[AVAILABLE RECORDS]

>>

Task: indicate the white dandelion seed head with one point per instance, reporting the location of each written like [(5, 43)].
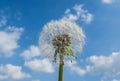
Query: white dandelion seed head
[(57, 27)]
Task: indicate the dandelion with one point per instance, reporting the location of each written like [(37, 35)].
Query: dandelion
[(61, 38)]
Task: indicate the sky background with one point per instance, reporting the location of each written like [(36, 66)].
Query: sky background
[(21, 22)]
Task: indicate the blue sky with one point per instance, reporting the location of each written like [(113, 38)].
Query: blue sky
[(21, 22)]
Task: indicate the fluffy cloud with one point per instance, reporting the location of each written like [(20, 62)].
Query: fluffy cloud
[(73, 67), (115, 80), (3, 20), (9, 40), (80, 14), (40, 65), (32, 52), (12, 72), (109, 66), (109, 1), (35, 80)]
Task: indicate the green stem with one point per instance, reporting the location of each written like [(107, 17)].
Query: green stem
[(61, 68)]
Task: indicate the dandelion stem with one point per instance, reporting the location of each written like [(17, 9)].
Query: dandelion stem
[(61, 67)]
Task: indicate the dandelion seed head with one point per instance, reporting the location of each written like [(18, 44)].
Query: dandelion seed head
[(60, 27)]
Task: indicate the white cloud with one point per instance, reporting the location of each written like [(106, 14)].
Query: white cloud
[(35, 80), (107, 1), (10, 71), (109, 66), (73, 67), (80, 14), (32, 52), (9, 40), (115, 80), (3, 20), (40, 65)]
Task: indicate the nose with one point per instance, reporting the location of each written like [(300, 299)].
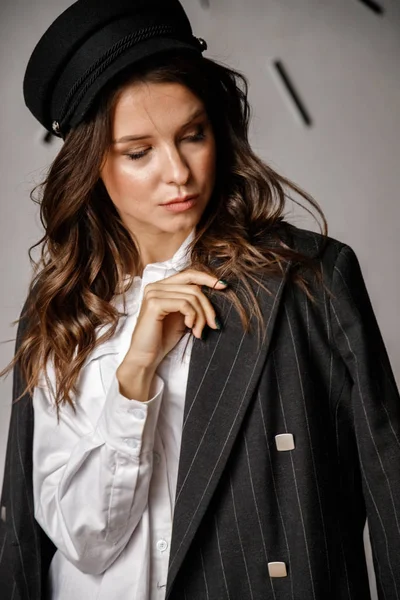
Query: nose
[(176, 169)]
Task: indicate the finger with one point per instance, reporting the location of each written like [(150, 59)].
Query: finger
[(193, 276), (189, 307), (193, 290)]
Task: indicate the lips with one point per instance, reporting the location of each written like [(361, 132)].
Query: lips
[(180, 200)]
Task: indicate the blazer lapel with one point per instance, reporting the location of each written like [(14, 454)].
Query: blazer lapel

<<
>>

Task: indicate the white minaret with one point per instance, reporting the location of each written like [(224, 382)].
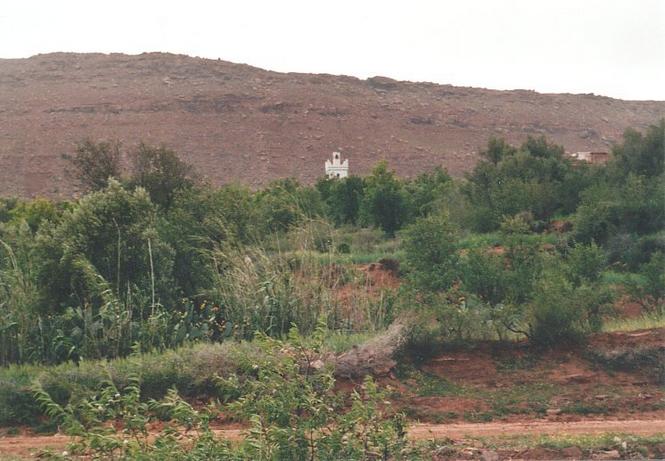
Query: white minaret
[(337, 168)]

<<

[DESCRIPTION OF THE TASK] Within the listing above, print exactly the stretch beginning at the line that contains "Task: indicate the white cloud" and finishing at the line that contains "Query: blazer lapel", ends kept, pictures left out, and nothing more.

[WORKED SOLUTION]
Task: indicate the white cloud with one point per instance, reporting the location of each written like [(106, 14)].
Query: white cloud
[(35, 80), (107, 1), (10, 71), (109, 66), (73, 67), (80, 14), (32, 52), (9, 40), (115, 80), (3, 20), (40, 65)]
Task: indicate the nose with one point per instance, reporting the location of each written like [(300, 299)].
Query: nose
[(176, 169)]
Task: indicate the finger with one point per instance, reporting the location of each written like [(150, 59)].
Query: finger
[(193, 276), (189, 307), (193, 290)]
Task: indicate the lips with one point per instance, reporting the location of each written like [(361, 132)].
Query: lips
[(180, 200)]
Task: indicate the blazer lapel with one point per instance, reporting the location of each written like [(14, 454)].
Query: blazer lapel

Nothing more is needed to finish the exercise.